[Referring expression pointing data]

[Start of section]

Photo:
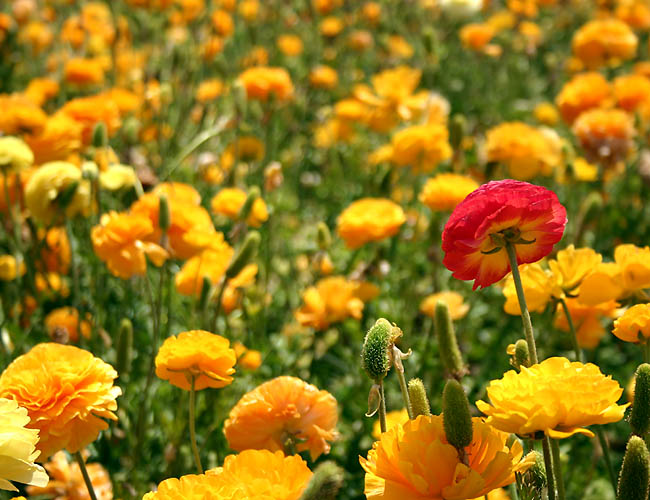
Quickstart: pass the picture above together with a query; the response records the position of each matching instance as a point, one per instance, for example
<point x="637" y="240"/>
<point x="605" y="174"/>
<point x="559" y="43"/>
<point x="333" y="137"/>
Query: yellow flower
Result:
<point x="50" y="184"/>
<point x="538" y="289"/>
<point x="571" y="266"/>
<point x="416" y="461"/>
<point x="445" y="191"/>
<point x="393" y="419"/>
<point x="634" y="325"/>
<point x="15" y="155"/>
<point x="422" y="147"/>
<point x="203" y="355"/>
<point x="556" y="397"/>
<point x="118" y="177"/>
<point x="369" y="219"/>
<point x="454" y="300"/>
<point x="18" y="448"/>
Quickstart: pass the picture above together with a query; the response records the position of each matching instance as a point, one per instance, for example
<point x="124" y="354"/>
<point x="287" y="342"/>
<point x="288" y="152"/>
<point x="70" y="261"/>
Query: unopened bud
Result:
<point x="124" y="347"/>
<point x="100" y="135"/>
<point x="375" y="357"/>
<point x="418" y="397"/>
<point x="325" y="483"/>
<point x="449" y="352"/>
<point x="640" y="416"/>
<point x="635" y="472"/>
<point x="457" y="420"/>
<point x="246" y="253"/>
<point x="324" y="236"/>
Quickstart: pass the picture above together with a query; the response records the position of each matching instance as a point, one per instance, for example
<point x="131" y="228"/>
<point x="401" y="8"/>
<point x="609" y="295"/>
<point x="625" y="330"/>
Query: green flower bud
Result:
<point x="124" y="347"/>
<point x="640" y="416"/>
<point x="635" y="472"/>
<point x="324" y="236"/>
<point x="100" y="135"/>
<point x="449" y="352"/>
<point x="457" y="420"/>
<point x="325" y="483"/>
<point x="253" y="195"/>
<point x="246" y="253"/>
<point x="522" y="355"/>
<point x="375" y="352"/>
<point x="418" y="397"/>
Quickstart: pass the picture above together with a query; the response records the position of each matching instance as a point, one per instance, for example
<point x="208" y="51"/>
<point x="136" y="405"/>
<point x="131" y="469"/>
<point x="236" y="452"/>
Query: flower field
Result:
<point x="325" y="249"/>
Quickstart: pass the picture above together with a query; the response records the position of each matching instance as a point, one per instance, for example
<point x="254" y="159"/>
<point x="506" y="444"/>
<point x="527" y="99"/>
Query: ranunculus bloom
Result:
<point x="120" y="240"/>
<point x="445" y="191"/>
<point x="634" y="325"/>
<point x="415" y="460"/>
<point x="18" y="448"/>
<point x="46" y="186"/>
<point x="556" y="397"/>
<point x="229" y="202"/>
<point x="250" y="474"/>
<point x="263" y="82"/>
<point x="454" y="300"/>
<point x="282" y="408"/>
<point x="334" y="299"/>
<point x="67" y="483"/>
<point x="67" y="392"/>
<point x="369" y="219"/>
<point x="529" y="216"/>
<point x="203" y="355"/>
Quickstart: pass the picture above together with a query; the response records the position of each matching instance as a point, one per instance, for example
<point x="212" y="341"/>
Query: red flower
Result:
<point x="499" y="212"/>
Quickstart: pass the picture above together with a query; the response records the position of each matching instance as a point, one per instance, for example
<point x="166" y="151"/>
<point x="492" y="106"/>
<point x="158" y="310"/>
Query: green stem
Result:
<point x="608" y="461"/>
<point x="548" y="465"/>
<point x="557" y="467"/>
<point x="84" y="473"/>
<point x="525" y="315"/>
<point x="382" y="406"/>
<point x="572" y="330"/>
<point x="195" y="448"/>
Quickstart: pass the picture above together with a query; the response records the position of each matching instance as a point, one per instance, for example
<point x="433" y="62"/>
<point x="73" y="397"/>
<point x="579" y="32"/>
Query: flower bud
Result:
<point x="457" y="420"/>
<point x="449" y="352"/>
<point x="100" y="135"/>
<point x="325" y="483"/>
<point x="640" y="416"/>
<point x="246" y="253"/>
<point x="375" y="352"/>
<point x="164" y="216"/>
<point x="324" y="236"/>
<point x="124" y="347"/>
<point x="522" y="355"/>
<point x="418" y="397"/>
<point x="635" y="472"/>
<point x="253" y="195"/>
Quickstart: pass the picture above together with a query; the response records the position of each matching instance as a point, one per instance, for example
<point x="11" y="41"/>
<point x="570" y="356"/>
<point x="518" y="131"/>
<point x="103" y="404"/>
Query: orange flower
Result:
<point x="454" y="300"/>
<point x="67" y="392"/>
<point x="583" y="92"/>
<point x="261" y="82"/>
<point x="334" y="299"/>
<point x="606" y="135"/>
<point x="197" y="354"/>
<point x="445" y="191"/>
<point x="63" y="325"/>
<point x="587" y="320"/>
<point x="280" y="409"/>
<point x="83" y="71"/>
<point x="229" y="202"/>
<point x="67" y="483"/>
<point x="416" y="461"/>
<point x="369" y="219"/>
<point x="120" y="241"/>
<point x="250" y="474"/>
<point x="604" y="42"/>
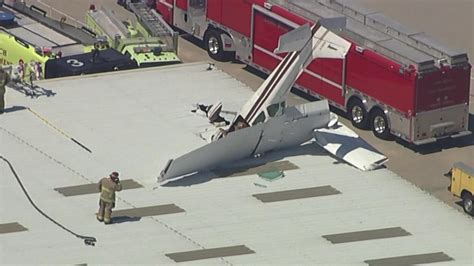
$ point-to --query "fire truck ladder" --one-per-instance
(153, 22)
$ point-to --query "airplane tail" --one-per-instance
(302, 45)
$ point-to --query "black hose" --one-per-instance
(88, 240)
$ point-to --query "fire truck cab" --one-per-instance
(394, 80)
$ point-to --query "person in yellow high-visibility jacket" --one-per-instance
(107, 187)
(4, 79)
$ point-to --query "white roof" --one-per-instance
(133, 122)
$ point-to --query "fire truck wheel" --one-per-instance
(467, 203)
(213, 44)
(357, 113)
(380, 126)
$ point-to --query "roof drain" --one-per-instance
(88, 240)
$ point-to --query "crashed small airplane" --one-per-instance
(266, 124)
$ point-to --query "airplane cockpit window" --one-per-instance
(260, 118)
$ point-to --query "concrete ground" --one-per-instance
(451, 22)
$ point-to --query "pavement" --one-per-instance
(322, 211)
(451, 22)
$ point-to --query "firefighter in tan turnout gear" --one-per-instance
(108, 186)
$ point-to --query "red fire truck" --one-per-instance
(395, 81)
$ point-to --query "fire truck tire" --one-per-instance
(467, 203)
(213, 45)
(379, 124)
(357, 113)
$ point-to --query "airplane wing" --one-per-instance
(348, 146)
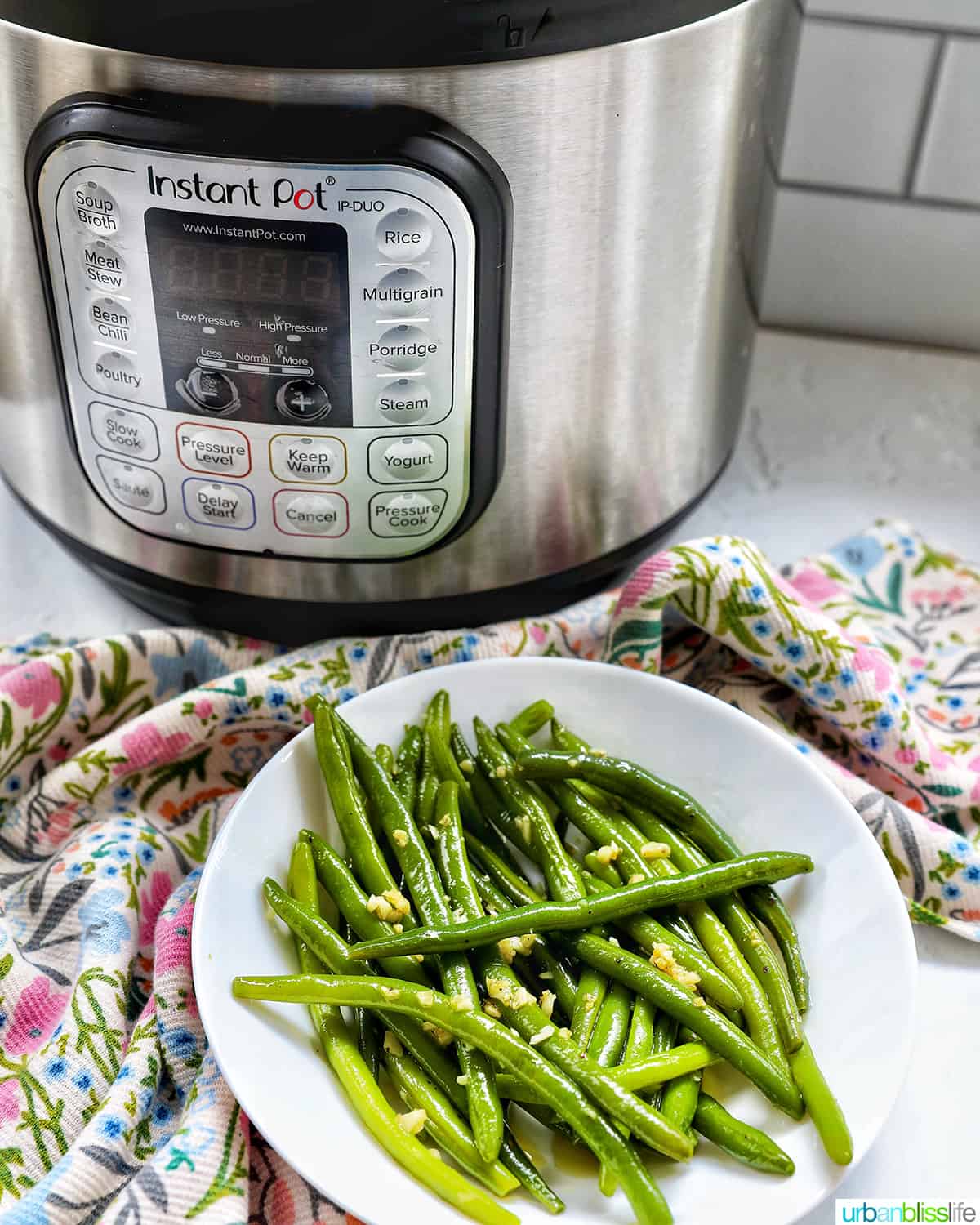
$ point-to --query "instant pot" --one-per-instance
(394, 315)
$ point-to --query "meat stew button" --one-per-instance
(414, 512)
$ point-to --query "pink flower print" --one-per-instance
(815, 586)
(146, 745)
(174, 940)
(870, 659)
(32, 685)
(152, 901)
(34, 1016)
(10, 1100)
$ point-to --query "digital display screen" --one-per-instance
(252, 315)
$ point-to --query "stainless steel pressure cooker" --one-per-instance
(387, 316)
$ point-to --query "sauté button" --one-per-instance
(117, 372)
(96, 208)
(105, 267)
(416, 457)
(403, 347)
(213, 448)
(124, 431)
(110, 320)
(414, 512)
(310, 514)
(318, 461)
(137, 488)
(218, 505)
(404, 402)
(403, 234)
(303, 399)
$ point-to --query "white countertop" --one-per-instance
(838, 434)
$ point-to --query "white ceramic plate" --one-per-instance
(849, 911)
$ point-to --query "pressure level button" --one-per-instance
(403, 235)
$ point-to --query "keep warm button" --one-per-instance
(409, 458)
(413, 512)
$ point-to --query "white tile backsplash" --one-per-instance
(950, 167)
(857, 105)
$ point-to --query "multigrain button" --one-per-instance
(124, 431)
(304, 512)
(412, 458)
(403, 348)
(96, 208)
(105, 267)
(414, 512)
(318, 461)
(404, 402)
(218, 505)
(403, 234)
(213, 448)
(137, 488)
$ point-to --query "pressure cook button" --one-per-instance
(218, 505)
(117, 372)
(318, 461)
(105, 267)
(213, 448)
(403, 348)
(110, 320)
(310, 514)
(137, 488)
(403, 234)
(418, 457)
(303, 399)
(404, 402)
(124, 431)
(210, 390)
(414, 512)
(96, 208)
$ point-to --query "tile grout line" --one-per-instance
(925, 115)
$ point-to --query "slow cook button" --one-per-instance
(124, 431)
(213, 448)
(218, 505)
(416, 457)
(310, 514)
(414, 512)
(309, 460)
(137, 488)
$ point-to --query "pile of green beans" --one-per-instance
(488, 980)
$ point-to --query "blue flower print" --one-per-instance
(859, 555)
(105, 921)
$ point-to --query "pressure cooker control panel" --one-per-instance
(265, 357)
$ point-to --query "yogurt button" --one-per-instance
(137, 488)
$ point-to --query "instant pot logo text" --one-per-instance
(284, 193)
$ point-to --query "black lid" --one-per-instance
(355, 33)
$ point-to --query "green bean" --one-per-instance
(352, 902)
(647, 933)
(710, 1026)
(443, 1122)
(485, 1112)
(745, 1143)
(308, 925)
(348, 808)
(823, 1107)
(364, 1093)
(492, 1038)
(705, 882)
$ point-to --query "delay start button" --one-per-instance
(413, 512)
(306, 512)
(218, 505)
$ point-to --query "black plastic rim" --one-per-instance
(367, 34)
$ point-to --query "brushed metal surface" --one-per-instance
(635, 172)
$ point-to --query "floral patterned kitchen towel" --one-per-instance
(120, 759)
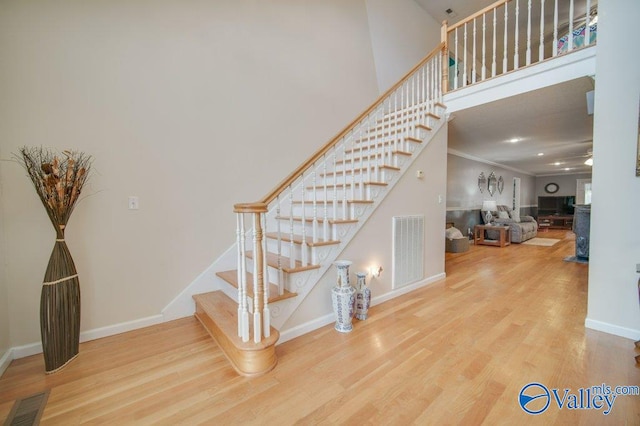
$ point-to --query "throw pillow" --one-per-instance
(453, 233)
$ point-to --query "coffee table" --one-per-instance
(504, 235)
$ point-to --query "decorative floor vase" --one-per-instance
(363, 296)
(343, 298)
(60, 309)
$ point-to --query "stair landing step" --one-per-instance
(363, 169)
(272, 260)
(297, 239)
(310, 220)
(232, 278)
(218, 314)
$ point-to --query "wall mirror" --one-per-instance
(492, 184)
(482, 182)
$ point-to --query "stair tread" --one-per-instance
(224, 312)
(331, 185)
(362, 169)
(272, 260)
(321, 202)
(298, 239)
(377, 154)
(232, 278)
(331, 221)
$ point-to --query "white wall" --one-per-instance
(192, 106)
(402, 33)
(372, 246)
(4, 300)
(615, 250)
(462, 184)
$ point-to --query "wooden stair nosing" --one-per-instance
(232, 278)
(362, 169)
(381, 144)
(272, 260)
(218, 314)
(342, 185)
(330, 202)
(309, 220)
(377, 154)
(297, 239)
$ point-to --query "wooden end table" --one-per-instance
(504, 235)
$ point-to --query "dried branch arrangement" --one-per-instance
(58, 179)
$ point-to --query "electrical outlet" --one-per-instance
(134, 202)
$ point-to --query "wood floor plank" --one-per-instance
(455, 352)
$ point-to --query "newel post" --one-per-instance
(260, 308)
(445, 56)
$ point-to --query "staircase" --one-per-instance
(290, 238)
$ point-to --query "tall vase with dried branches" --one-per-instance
(58, 178)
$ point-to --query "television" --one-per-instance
(556, 206)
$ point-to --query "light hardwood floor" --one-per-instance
(456, 352)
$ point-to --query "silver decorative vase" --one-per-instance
(343, 298)
(363, 296)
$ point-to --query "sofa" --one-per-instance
(521, 228)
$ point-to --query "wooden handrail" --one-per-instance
(316, 156)
(477, 14)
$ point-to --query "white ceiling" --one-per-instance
(553, 121)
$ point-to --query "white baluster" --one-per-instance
(587, 29)
(314, 226)
(279, 232)
(516, 56)
(528, 59)
(266, 315)
(505, 64)
(292, 247)
(541, 48)
(571, 12)
(304, 255)
(456, 65)
(325, 222)
(555, 28)
(464, 62)
(344, 180)
(335, 182)
(239, 236)
(395, 126)
(493, 60)
(353, 162)
(473, 55)
(257, 320)
(484, 46)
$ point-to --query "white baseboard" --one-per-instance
(36, 348)
(319, 322)
(617, 330)
(6, 359)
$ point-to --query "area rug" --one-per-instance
(576, 259)
(545, 242)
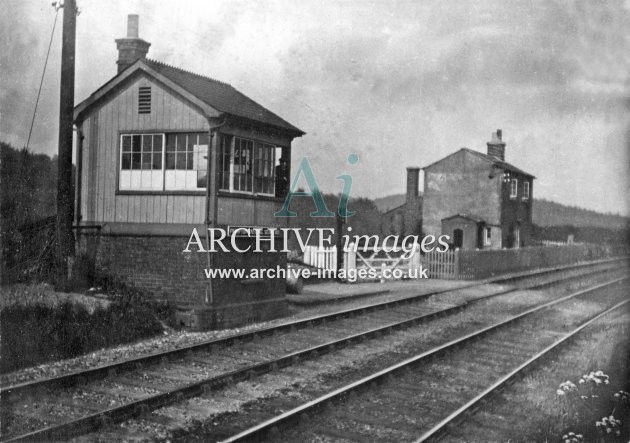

[End of section]

Exactly and only the lines from the top of the records down to the line containing "Query: yellow flower" should be transcribed, please, without the pictures.

▶ SOLUTION TO THIS PROBLEM:
Photo:
Quickstart: pass the picture above together with a query; the response records the position of each matching instance as a point, one per instance, for example
<point x="637" y="240"/>
<point x="605" y="174"/>
<point x="559" y="43"/>
<point x="333" y="137"/>
Query: yellow flower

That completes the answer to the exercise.